Aufgaben:
1. Gib aus dem Interview zur Rente den Abschnitt von „Koczian: Damit kommen“ bis „damit ehrlich um?“ Wort für Wort wieder.
2. Finde in den Einträgen jede Zeile mit der Zeichenfolge „building“ und schreib diese Zeilen ab. Groß- und Kleinschreibung zählt.

Zitierter Text:

Schmähl: Guten Tag.
Koczian: Der schnellste Weg, Menschen Angst zu machen, lieg wohl darin, sie über ihre künftigen Altersbezüge zu verunsichern. Daher zunächst die ganz grundsätzliche Frage: wie viel Rente ist sicher, welche Ansprüche kann der Staat nicht beschneiden, das Bundesverfassungsgericht hat ja schon mahnend den Finger gehoben.
Schmähl: Das ist natürlich eine ganz schwierige Frage und da ich kein Jurist bin, will ich mich auch auf dieses Feld nicht begeben. Andererseits hat das Bundesverfassungsgericht dem Gesetzgeber doch schon einen relativ breiten Spielraum eingeräumt, um im Grunde auch Einschnitte vorzunehmen. Aber was Sie angesprochen haben, die Verunsicherung ist tatsächlich groß und man hat oftmals sogar den Eindruck, als ob die nicht ganz ungezielt betrieben wird, einfach um den Boden für tiefgreifende weitere Einschnitte zu breiten.
Koczian: Nach dem Motto: Es hätte noch schlimmer kommen können?
Schmähl: Wenn die Vorschläge, die jetzt so diskutiert werden, auch in dieser Nachhaltigkeitskommission, realisiert würden, dann kann man es sich kaum schlimmer vorstellen, um es mal im Klartext zu sagen.
Koczian: Damit kommen wir zur demographischen Entwicklung, die sozusagen einen schlimmen Rechenfehler aufdecken könnte insoweit als nämlich die Voraussetzungen der gesamten Rentenkalkulationen nicht mehr stimmen. Geht man damit ehrlich um?
Schmähl: Auch das ist im Grunde eine etwas schiefe Diskussion. Es geht eigentlich gar nicht nur um die Demographie, es sind ja viele andere Punkte, die auch die Rentenkassen belasten. Denken Sie allein an Fragen von Verlagerung von Aufgaben der Beschäftigungspolitik auf die Rentenversicherung, Kosten der deutschen Vereinigung oder, was jetzt auch möglich ist, eine beitragsfreie Entgeltumwandlung der Arbeitnehmer. Das alles führt zu geringeren Einnahmen und folglich auch zu einem höheren Beitragssatz, wenn man dann nicht auf der anderen, der Leistungsseite wieder anschneidet.
Koczian: Das heißt, wenn wir von Renten reden, reden wir gar nicht mehr von Renten, sondern von Zuzahlungen von Steuern von Begünstigungen.
Schmähl: Wir reden natürlich schon noch von der Rente und es ist eigentlich eine traurige Entwicklung, dass die öffentliche Diskussion immer mehr den Eindruck erweckt, also hier ist wirklich ein System ein Auslaufmodell, das ist überhaupt nicht mehr tragfähig. Deshalb ja diese ganzen Diskussionen, die jetzt angestoßen werden, wir müssen zu irgendeiner Art Grundrente, die dann steuerfinanziert ist, die Grünen schlagen das vor, das kommt aus Teilen der CDU, Frau Merkel hat sich dafür ausgesprochen. Das heißt, keine beitrags- und lohnbezogene Rente, man zahlt einen höheren Beitrag und bekommt eine höhere Rente, sondern stark die Entwicklung in Richtung nivellierende Einheitsrente. Das ist ganz entgegen der Entwicklung in vielen anderen Ländern. Beispielsweise Schweden war ja ein Musterbeispiel für ein Land mit Staatsbürgerrente, kehrt sich davon ab und führt eine sehr beitragsbezogene differenzierte Rente ein, sehr stark an den Versicherungsgedanken angelehnt, etwas, was wir im Prinzip in unserer Rentenversicherung hatten, aber was jetzt systematisch demontiert wird.

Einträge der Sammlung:

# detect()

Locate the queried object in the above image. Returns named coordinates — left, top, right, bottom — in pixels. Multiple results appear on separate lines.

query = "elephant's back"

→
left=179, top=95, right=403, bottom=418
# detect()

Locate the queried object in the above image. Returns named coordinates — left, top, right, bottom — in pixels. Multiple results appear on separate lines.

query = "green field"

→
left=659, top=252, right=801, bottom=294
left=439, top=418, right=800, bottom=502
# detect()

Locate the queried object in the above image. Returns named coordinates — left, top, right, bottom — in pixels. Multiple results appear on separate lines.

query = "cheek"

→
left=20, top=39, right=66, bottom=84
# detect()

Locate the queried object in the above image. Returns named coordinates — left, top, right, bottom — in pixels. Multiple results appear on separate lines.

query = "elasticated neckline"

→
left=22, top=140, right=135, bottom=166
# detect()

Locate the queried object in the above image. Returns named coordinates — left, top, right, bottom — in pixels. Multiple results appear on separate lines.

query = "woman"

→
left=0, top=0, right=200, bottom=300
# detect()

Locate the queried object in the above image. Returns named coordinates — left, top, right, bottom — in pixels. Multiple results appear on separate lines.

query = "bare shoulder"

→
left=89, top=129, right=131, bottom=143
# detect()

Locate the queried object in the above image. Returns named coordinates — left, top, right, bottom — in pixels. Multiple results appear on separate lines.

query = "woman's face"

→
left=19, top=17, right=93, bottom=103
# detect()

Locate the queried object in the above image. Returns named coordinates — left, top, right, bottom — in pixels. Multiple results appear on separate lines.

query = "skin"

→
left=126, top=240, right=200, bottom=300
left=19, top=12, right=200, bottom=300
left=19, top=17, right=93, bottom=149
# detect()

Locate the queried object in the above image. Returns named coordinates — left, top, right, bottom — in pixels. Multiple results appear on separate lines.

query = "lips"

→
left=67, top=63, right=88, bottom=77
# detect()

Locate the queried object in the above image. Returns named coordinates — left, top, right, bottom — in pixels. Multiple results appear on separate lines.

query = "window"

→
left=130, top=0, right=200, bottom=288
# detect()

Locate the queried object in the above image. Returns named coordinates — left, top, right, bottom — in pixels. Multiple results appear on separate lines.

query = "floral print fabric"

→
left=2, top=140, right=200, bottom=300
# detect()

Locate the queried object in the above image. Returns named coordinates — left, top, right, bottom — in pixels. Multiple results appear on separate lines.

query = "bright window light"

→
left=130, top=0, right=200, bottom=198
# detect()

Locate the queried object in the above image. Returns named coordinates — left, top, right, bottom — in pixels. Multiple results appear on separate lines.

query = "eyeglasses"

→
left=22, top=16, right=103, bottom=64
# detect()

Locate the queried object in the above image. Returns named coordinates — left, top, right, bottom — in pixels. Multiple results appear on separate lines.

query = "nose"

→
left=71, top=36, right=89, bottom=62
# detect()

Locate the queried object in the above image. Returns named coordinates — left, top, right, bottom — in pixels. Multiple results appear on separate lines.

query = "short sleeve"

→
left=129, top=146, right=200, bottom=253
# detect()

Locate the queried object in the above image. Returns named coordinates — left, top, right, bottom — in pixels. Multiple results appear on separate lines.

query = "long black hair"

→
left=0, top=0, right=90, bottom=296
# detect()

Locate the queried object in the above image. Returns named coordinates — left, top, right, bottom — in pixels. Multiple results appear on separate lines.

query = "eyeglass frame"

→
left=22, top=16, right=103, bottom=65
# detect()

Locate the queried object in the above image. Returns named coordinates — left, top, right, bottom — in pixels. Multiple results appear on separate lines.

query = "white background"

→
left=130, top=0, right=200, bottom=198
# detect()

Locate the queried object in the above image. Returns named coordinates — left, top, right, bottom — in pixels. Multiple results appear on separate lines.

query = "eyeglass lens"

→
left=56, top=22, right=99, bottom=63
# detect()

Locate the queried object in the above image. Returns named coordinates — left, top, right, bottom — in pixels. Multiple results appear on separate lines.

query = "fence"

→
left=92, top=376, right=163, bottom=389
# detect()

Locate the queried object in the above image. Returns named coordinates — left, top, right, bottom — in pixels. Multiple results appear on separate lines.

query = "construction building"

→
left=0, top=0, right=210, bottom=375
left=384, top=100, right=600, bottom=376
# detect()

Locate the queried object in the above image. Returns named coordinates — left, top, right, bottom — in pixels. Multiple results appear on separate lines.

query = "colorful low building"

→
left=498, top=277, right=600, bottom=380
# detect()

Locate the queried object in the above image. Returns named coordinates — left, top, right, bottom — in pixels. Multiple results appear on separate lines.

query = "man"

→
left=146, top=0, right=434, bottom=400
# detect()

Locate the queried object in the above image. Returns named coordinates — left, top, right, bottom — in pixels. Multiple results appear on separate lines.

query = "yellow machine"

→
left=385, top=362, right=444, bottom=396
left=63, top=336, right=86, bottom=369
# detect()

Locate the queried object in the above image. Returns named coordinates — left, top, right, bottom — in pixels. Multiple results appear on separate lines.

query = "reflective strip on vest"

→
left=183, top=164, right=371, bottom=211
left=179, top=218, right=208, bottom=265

Lösungen:
1.
Koczian: Damit kommen wir zur demographischen Entwicklung, die sozusagen einen schlimmen Rechenfehler aufdecken könnte insoweit als nämlich die Voraussetzungen der gesamten Rentenkalkulationen nicht mehr stimmen. Geht man damit ehrlich um?

2.
query = "construction building"
query = "colorful low building"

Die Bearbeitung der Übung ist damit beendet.